PROVIDED PASSAGE
⁂

CDR Fidelity?


A recent thread about CD's that people use to evaluate changes in their system was interesting because some people are burning their own compilation of songs on CDR to test out new equipment. This would avoid bringing a stack of CD's to the dealers or wherever but...

My question is this: Is the quality of CDR's equal to that of your standard redbook disc? Shouldn't there be some loss of fidelity when copying CD's? I have always thought that my CDRs sounded worse than the store bought original. CDR's always seemed to be more compressed without as good dynamics and detail. This is of course even worse when the CDR is a converted MP3 disc.

What have you A'goners found?

I use a PC running Win XP, sound card is Creative Labs Sound Blaster Audigy. I use Clone CD to copy discs and Windows Media Player for MP3 ripping. CD burner is a standard Sony 8/4/32 CDRW.

⁂

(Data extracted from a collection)
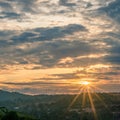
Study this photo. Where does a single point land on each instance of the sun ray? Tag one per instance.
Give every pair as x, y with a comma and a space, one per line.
71, 104
92, 105
100, 99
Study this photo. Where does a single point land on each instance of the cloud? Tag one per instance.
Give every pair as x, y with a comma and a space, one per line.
48, 34
112, 10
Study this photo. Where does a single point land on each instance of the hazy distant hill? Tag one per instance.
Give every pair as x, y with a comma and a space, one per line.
9, 96
55, 107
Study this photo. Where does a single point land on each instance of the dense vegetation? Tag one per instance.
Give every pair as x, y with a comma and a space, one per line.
61, 107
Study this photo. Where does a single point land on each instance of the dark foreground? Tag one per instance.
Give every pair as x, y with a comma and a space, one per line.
100, 106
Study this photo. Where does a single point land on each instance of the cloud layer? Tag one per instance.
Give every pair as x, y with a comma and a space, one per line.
55, 44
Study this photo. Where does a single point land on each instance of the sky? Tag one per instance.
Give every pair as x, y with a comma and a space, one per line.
50, 46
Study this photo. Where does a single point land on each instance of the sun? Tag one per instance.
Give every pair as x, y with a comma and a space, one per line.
85, 83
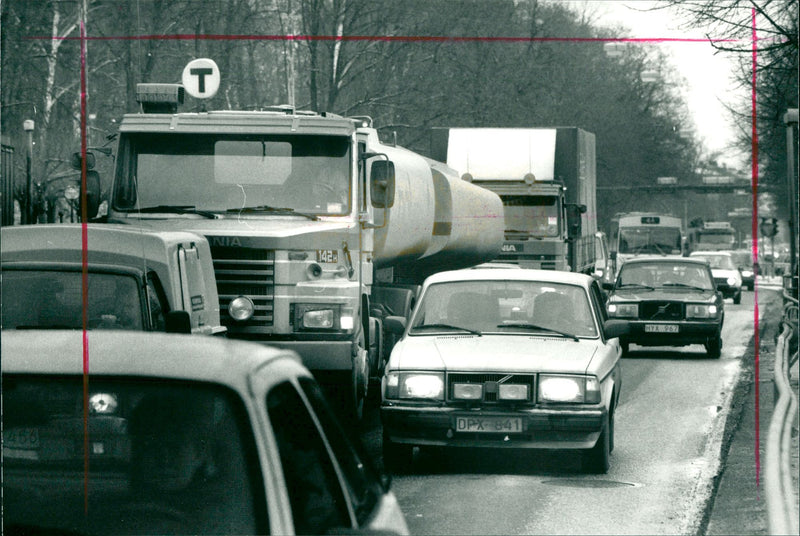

⁂

OBJECTIVES
A - In the post on CDR fidelity, which program does the writer use to copy discs?
B - Rewrite the records as a two-column CSV with the columns request and answer, one row per request. Put each value in a single quoted field with its line breaks replaced by spaces. Begin at the line of the records that contains "layer? Tag one per instance." and continue through the end of the records, leaving out the pictures.

SOLUTIONS BELOW
A - Clone CD

B -
request,answer
"Study this photo. Where does a single point land on each instance of the cloud layer? Tag one per instance. Give every pair as x, y with a comma and a space, one per line.","55, 44"
"Study this photo. Where does a single point land on each instance of the sky? Tag one per instance. Give every pair as x, y with a comma and a space, one per line.","50, 46"
"Study this photo. Where does a single point land on each instance of the sun? Tag one per instance. Give every pair as x, y with a comma and a space, one per line.","85, 83"